AIM:
Answer these from the text below on the Rind review:
1. Which social science does the text say still resists social constructionist and post-modern influences?
2. Whose writing on the Sambia does the text mention?
3. What technique does the text call the "technique of choice" of Rind and colleagues?

TEXT TO READ:
=-=-=-=-=

Kinsey assured readers that any applications to policy or practice, of the facts
he was presenting, would have to be left to others. Likewise, Rind, Tromovitch,
and Bauserman end their long and detailed analysis with the caveat that
"the findings of the current review do not imply that moral or legal
definitions or views on behaviors currently classified as CSA [child sexual
abuse] should be abandoned or even altered."
To the reader, this is a hollow reassurance. Like Kinsey, Rind and his
colleagues have a liberationist agenda. They wish to release child-adult sexual
activity from the closet to which it is confined. In doing so, they too are
influenced by their own social position, their education, and their ability to
see things differently than previous writers.
Since they are taking on a dangerous and controversial topic to which the
existence of this symposium testifies, Rind and associates go to great lengths
to present their work as disinterested science. Their training as psychologists
makes this a comfortable position for them. Psychology, alone among the social
sciences, continues to resist the social constructionist/post-modern influences,
which have swept disciplines like sociology, anthropology, and history. Thus it
is to be expected that psychologists would view the facts about the effects of
sexual activity between children and adults as separate from the culture in
which these children and adults exist. After Gilbert Herdt's writing on the
Sambia, no anthropologist, for example, would take such a position.
In doing science, Rind and colleagues use many of the techniques familiar to
psychologists. They use scales to measure psychological adjustment. They reduce
the explicit "child sexual abuse" to the abbreviation "CSA."
And they use complicated statistical analyses, which rely on tests of
significance to make their points rather than discussing the substantive meaning
of their results. Their technique of choice is meta-analysis. This involves
combining the results of numerous small studies to produce findings, which are
believed to be more robust than those of the studies that comprise them. The
analysis under discussion here is detailed, complex, and very long for a journal
article. At times it is not clear what they actually did. In the discussion that
follows, I use examples of their points rather than providing a comprehensive
review.

=-=-=-=-=

EXTRACTED ENTRIES:

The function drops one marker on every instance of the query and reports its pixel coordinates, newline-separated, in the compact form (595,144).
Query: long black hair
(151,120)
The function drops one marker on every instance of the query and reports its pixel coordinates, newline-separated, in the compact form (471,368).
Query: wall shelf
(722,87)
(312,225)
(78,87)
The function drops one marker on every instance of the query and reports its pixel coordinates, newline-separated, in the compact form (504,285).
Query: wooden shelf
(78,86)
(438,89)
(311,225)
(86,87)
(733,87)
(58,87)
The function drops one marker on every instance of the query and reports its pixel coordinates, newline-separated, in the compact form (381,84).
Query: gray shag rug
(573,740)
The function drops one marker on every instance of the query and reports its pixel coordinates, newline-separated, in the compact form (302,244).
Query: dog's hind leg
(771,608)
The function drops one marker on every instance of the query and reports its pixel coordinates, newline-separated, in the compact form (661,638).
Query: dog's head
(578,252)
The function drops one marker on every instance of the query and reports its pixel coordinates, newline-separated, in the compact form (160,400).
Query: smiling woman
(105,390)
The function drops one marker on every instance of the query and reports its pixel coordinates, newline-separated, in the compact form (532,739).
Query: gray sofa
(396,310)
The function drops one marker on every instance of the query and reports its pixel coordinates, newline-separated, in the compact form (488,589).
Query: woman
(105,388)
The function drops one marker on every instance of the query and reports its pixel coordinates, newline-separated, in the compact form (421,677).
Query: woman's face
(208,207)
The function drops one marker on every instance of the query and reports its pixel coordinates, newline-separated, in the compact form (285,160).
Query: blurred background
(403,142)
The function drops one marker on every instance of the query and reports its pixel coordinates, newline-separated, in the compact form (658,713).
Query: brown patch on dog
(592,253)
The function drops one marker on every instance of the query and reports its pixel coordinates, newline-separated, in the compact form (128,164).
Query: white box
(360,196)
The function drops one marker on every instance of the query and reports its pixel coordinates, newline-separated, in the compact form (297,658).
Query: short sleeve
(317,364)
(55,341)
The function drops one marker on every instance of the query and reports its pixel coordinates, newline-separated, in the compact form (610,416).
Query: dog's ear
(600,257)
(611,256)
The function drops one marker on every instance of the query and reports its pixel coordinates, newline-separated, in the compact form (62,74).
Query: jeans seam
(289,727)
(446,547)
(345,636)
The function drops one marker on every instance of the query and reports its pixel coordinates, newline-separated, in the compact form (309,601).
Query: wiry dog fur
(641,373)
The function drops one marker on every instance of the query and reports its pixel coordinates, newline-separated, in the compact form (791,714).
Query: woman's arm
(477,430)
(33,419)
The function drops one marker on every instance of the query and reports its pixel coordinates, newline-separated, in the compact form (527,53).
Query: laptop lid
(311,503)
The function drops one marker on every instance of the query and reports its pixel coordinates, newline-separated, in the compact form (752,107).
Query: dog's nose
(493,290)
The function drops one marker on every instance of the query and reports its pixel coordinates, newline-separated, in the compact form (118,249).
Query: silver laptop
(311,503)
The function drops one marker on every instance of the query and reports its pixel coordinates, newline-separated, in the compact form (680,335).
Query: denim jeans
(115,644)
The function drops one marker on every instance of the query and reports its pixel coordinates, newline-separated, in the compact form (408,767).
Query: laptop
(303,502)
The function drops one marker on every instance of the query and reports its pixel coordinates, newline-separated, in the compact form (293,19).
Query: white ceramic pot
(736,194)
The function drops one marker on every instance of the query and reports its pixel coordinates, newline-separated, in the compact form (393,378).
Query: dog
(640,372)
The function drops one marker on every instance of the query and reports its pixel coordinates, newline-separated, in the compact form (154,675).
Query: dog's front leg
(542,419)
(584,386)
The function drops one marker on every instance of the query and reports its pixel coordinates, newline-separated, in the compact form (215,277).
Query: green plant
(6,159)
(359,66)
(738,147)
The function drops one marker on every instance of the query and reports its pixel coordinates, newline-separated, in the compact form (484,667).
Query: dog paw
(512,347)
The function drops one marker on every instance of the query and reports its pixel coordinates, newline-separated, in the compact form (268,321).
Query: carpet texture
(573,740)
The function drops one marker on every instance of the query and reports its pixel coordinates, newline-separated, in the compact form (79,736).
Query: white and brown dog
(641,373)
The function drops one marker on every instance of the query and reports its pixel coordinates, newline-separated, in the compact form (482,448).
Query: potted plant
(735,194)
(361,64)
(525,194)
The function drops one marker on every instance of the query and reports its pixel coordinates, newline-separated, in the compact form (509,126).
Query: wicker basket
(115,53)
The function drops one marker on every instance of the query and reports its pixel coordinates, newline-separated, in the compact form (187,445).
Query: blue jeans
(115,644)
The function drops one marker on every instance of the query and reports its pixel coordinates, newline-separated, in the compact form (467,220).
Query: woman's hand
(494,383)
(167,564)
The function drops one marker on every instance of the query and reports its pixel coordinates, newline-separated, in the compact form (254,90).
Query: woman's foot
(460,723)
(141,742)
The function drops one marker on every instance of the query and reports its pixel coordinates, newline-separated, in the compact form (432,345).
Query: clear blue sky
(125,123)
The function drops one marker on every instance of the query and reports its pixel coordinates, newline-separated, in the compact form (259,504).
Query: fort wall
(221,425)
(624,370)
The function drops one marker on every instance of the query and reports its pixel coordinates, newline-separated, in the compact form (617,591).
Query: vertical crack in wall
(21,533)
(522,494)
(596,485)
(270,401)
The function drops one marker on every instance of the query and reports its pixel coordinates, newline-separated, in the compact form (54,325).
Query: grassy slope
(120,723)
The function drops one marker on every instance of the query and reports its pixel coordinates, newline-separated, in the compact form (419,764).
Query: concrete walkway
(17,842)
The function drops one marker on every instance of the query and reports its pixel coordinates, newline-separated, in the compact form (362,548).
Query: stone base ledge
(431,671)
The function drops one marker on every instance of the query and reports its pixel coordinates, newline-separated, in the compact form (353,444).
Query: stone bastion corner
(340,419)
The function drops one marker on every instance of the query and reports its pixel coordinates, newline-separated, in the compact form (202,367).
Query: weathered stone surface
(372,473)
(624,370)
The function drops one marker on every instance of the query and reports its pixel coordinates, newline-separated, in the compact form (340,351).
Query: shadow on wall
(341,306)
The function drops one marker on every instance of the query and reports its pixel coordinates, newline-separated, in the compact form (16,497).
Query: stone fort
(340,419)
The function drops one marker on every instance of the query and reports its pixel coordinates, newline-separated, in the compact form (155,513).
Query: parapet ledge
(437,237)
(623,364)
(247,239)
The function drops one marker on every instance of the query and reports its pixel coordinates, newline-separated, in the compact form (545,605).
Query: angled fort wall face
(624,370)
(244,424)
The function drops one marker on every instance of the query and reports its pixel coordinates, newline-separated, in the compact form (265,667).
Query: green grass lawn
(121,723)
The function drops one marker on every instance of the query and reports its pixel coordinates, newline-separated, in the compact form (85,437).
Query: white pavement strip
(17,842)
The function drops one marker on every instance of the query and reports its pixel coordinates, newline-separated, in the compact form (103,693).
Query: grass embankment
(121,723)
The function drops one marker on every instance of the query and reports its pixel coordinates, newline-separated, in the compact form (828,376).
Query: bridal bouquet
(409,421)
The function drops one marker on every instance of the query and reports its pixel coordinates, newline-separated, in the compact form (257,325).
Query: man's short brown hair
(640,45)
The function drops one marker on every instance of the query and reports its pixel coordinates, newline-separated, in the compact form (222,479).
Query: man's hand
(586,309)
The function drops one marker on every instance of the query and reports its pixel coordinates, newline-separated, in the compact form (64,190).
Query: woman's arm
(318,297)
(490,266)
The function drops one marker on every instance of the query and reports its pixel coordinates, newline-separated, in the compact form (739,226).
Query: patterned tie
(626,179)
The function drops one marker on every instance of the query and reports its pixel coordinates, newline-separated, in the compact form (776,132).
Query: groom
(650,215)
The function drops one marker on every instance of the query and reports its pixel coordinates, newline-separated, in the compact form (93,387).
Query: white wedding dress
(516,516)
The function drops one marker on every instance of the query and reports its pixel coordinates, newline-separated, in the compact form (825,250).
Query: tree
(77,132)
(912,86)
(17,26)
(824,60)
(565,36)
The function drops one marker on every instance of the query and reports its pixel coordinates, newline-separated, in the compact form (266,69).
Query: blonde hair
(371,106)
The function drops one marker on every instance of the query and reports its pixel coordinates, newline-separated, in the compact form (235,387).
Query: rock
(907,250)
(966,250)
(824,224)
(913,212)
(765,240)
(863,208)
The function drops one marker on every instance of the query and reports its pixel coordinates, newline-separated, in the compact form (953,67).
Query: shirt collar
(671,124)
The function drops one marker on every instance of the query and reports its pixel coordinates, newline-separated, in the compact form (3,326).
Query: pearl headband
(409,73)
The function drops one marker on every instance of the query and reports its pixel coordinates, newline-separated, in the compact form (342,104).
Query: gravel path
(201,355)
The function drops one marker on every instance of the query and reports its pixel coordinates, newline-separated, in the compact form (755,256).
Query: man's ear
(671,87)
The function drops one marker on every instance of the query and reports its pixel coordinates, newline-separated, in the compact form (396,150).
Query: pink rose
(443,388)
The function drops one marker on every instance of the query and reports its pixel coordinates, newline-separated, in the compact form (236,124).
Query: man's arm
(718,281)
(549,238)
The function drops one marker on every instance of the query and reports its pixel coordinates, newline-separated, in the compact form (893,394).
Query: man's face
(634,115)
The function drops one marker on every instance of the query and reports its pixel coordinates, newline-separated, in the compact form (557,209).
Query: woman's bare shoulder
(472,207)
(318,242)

=-=-=-=-=

SOLVED EXERCISE:
1. Psychology
2. Gilbert Herdt's
3. Meta-analysis